Saved entries:
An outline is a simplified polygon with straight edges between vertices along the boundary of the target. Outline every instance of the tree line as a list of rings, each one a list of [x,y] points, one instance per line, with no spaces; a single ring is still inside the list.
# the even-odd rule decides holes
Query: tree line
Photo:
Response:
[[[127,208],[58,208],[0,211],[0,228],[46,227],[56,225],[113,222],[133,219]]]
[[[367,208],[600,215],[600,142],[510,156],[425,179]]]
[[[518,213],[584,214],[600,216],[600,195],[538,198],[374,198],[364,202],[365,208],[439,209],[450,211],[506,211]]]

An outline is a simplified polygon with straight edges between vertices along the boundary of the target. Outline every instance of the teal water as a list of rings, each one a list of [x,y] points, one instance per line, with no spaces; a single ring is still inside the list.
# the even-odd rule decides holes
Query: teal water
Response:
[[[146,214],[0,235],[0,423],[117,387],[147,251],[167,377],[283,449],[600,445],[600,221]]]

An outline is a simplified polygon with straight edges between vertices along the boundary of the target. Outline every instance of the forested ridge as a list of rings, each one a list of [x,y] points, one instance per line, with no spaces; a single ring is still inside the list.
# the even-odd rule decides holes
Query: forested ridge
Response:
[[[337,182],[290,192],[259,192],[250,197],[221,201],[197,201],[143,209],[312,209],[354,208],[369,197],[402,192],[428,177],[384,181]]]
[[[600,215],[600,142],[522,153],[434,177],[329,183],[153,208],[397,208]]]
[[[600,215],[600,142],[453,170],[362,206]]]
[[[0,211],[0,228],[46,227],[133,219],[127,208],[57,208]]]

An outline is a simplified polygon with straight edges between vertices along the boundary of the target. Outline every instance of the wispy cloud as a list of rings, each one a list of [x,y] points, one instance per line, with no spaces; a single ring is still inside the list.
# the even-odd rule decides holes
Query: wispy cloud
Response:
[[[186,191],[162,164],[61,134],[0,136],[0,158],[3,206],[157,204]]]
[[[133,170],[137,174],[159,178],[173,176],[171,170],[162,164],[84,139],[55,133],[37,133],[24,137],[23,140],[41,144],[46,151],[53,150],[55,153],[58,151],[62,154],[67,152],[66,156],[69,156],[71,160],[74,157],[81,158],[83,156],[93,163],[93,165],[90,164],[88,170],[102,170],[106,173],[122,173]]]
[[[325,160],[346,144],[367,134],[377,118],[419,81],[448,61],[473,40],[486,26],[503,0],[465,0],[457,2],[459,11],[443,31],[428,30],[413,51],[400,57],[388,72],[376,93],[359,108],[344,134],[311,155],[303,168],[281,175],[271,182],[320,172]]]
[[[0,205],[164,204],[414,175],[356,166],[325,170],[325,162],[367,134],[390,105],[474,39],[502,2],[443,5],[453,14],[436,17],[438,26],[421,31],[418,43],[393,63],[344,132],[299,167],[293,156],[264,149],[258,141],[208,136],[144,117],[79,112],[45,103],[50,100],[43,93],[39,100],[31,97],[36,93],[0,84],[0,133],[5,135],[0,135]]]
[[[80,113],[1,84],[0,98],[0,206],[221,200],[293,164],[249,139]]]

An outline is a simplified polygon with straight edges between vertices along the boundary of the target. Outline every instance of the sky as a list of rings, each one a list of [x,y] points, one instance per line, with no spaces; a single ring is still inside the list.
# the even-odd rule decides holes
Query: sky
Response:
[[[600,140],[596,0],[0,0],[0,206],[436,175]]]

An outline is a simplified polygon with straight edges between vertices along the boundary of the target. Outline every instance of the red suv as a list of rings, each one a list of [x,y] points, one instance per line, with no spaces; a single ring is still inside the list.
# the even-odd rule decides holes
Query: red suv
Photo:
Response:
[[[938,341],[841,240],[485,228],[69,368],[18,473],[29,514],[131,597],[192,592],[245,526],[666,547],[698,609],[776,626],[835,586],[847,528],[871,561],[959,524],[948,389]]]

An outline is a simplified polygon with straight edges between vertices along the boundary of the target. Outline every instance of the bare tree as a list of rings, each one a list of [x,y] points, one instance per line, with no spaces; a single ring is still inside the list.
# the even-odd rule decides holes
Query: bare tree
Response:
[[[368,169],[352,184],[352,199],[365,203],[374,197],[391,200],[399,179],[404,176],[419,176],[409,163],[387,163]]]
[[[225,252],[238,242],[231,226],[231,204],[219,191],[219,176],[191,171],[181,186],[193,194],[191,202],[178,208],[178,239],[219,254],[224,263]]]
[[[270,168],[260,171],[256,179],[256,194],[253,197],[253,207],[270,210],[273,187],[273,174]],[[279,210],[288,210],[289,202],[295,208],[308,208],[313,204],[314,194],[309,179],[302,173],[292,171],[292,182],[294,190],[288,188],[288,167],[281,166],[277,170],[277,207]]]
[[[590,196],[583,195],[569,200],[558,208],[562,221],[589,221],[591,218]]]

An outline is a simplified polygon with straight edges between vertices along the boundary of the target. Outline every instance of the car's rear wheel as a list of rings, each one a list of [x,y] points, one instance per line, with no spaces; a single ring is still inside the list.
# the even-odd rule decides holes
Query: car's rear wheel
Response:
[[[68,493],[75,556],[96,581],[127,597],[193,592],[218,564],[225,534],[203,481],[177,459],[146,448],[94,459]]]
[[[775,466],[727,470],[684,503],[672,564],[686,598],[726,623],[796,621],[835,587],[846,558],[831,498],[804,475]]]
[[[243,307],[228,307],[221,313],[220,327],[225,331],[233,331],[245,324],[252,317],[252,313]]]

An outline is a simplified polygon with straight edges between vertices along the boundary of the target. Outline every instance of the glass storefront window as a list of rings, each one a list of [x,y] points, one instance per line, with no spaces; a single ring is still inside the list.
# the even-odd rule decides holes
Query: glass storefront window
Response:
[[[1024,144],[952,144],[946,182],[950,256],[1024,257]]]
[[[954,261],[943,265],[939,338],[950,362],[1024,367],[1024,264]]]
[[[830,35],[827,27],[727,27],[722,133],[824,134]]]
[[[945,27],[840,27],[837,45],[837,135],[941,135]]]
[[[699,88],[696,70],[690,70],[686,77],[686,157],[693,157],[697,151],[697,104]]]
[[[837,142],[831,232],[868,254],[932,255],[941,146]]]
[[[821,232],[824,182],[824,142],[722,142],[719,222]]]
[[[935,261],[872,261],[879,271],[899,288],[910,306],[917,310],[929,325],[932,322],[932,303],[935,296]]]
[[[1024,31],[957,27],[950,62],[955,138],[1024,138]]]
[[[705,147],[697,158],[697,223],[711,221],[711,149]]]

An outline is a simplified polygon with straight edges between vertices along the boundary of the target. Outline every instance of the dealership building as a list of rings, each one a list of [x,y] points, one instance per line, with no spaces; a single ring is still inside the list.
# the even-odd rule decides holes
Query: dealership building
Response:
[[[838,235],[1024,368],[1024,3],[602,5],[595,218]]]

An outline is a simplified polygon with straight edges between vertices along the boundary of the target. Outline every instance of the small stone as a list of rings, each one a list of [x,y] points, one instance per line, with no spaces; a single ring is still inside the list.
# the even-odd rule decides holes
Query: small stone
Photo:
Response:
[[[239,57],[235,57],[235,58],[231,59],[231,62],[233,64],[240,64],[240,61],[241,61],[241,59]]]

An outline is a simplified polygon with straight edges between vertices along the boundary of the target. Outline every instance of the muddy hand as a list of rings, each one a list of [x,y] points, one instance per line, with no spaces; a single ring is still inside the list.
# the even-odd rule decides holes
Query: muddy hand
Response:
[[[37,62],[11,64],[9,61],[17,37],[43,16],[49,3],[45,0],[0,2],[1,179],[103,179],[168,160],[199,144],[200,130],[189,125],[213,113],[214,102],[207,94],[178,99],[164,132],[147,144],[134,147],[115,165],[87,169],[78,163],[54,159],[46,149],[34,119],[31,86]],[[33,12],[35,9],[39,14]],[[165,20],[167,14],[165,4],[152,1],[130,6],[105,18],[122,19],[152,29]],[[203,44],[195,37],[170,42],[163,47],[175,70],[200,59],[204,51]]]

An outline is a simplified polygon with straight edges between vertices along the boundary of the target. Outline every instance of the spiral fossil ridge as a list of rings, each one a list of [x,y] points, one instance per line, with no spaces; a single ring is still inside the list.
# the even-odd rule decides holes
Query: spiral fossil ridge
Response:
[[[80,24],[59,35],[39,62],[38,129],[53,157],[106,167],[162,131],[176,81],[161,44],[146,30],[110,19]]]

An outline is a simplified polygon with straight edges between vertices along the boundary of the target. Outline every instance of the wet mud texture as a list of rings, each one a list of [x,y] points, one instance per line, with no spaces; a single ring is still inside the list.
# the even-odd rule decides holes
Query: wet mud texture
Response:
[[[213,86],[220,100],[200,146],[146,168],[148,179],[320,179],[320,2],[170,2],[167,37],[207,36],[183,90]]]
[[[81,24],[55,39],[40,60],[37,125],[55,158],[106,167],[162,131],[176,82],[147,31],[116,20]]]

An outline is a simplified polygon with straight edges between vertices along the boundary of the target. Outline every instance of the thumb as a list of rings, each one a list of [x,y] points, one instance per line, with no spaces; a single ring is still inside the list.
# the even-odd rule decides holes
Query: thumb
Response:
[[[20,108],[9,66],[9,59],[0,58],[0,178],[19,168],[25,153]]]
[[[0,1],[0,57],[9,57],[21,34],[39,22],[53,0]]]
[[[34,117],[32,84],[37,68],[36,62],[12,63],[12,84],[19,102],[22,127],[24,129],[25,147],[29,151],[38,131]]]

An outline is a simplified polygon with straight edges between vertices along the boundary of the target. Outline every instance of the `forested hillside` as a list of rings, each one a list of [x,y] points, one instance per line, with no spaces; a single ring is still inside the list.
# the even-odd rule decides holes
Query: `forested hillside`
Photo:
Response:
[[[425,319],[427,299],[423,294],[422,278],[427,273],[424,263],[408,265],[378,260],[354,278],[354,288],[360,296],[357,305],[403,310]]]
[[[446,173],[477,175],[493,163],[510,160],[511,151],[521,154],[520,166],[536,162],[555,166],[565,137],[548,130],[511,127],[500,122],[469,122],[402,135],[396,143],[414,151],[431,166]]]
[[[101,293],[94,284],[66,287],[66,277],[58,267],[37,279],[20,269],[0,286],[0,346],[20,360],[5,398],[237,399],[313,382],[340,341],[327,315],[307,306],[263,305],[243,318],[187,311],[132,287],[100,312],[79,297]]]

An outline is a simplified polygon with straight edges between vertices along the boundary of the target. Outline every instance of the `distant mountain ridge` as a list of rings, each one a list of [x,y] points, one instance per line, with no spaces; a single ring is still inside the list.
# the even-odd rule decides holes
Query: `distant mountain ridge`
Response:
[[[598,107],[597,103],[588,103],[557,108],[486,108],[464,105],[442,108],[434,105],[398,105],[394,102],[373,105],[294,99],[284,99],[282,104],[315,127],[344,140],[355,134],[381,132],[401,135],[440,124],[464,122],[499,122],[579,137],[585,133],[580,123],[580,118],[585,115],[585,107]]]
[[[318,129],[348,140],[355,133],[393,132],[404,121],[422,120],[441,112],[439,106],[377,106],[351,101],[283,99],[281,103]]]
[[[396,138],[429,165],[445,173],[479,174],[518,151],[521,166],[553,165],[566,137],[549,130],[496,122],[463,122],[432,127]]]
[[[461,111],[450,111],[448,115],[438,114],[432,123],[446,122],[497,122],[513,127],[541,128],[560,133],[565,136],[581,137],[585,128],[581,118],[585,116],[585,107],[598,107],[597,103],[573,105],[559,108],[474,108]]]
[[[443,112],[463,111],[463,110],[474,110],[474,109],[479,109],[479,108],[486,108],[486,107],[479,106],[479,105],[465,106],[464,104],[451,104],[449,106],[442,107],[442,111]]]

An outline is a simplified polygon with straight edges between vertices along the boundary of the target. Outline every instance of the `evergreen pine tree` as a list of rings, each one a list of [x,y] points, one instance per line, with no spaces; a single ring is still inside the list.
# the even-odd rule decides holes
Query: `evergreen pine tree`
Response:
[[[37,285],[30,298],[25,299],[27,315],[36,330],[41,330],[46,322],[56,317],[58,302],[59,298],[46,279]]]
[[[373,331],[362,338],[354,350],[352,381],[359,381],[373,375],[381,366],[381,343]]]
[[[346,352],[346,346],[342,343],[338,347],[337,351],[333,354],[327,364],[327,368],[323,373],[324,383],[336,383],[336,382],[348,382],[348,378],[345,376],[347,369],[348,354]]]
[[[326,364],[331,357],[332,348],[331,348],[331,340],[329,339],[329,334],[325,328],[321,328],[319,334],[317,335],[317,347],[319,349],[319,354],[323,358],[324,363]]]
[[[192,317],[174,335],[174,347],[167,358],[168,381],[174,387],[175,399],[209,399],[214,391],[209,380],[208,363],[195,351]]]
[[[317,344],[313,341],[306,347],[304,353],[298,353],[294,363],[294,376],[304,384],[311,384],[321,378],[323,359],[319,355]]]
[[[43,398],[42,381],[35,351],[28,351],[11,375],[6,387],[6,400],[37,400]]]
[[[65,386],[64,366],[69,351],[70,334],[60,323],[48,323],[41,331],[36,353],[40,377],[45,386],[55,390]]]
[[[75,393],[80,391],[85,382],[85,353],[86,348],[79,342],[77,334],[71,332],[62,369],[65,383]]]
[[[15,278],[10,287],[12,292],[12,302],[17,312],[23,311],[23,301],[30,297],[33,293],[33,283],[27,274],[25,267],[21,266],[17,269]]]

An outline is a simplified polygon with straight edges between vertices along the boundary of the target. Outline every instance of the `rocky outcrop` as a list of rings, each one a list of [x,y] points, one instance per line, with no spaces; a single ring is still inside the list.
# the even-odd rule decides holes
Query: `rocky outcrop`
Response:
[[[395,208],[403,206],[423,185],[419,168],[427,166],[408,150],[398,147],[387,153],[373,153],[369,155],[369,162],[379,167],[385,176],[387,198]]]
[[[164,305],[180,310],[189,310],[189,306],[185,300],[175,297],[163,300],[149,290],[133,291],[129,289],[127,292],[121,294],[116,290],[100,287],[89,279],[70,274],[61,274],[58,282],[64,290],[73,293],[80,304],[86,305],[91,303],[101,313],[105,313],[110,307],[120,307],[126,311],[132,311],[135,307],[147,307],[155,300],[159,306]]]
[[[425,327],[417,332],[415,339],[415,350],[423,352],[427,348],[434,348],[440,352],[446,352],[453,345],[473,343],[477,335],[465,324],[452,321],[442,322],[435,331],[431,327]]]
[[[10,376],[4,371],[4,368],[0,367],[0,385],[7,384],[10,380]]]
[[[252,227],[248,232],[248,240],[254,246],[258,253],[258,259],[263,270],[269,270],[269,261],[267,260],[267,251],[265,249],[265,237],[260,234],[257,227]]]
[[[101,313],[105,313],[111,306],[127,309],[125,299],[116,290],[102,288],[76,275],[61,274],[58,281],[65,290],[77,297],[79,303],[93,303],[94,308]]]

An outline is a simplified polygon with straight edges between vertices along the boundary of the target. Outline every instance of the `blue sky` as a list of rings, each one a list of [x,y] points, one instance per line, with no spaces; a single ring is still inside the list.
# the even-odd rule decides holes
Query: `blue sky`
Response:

Exercise description: Lines from the top of the data above through the line containing "Query: wispy cloud" must be repeated exactly. All other lines stay out.

Result:
An outline is a simplified polygon with straight edges between vertices along the boundary of the target. Outline every instance of the tree line as a list of rings, each one a list of [x,y] points, one instance per line, with no spaces; a single ring is still inside the list.
# the even-odd rule decides holes
Query: tree line
Photo:
Response:
[[[127,208],[58,208],[0,211],[0,228],[46,227],[56,225],[113,222],[133,219]]]
[[[367,208],[600,215],[600,142],[510,156],[425,179]]]
[[[518,213],[584,214],[600,216],[600,195],[538,198],[374,198],[364,202],[365,208],[439,209],[450,211],[506,211]]]

An outline is a simplified polygon with straight edges between vertices along the boundary of the target. Outline every instance of the teal water as a list of rings, each one a list of [x,y] points, one instance per line, with no spaces; a single ring is still inside the list.
# the even-odd rule decides holes
Query: teal water
Response:
[[[146,214],[0,235],[0,423],[117,387],[147,251],[167,377],[283,449],[600,445],[600,221]]]

An outline is a simplified polygon with straight edges between vertices along the boundary of the target. Outline every instance of the forested ridge as a list of rings, each one a list of [x,y] points, one instance per line, with no spaces; a single ring is still inside the list.
# the even-odd rule decides holes
Query: forested ridge
Response:
[[[337,182],[290,192],[259,192],[250,197],[221,201],[197,201],[143,209],[312,209],[354,208],[369,197],[402,192],[428,177],[384,181]]]
[[[600,215],[600,142],[522,153],[434,177],[329,183],[153,208],[397,208]]]
[[[600,215],[600,142],[453,170],[362,206]]]
[[[0,211],[0,228],[46,227],[133,219],[127,208],[57,208]]]

An outline is a simplified polygon with straight edges between vertices along the boundary of the target. Outline every instance of the wispy cloud as a list of rings, each one a list of [x,y] points, one instance per line, with no spaces; a single ring is still inside the list.
# the even-odd rule decides holes
Query: wispy cloud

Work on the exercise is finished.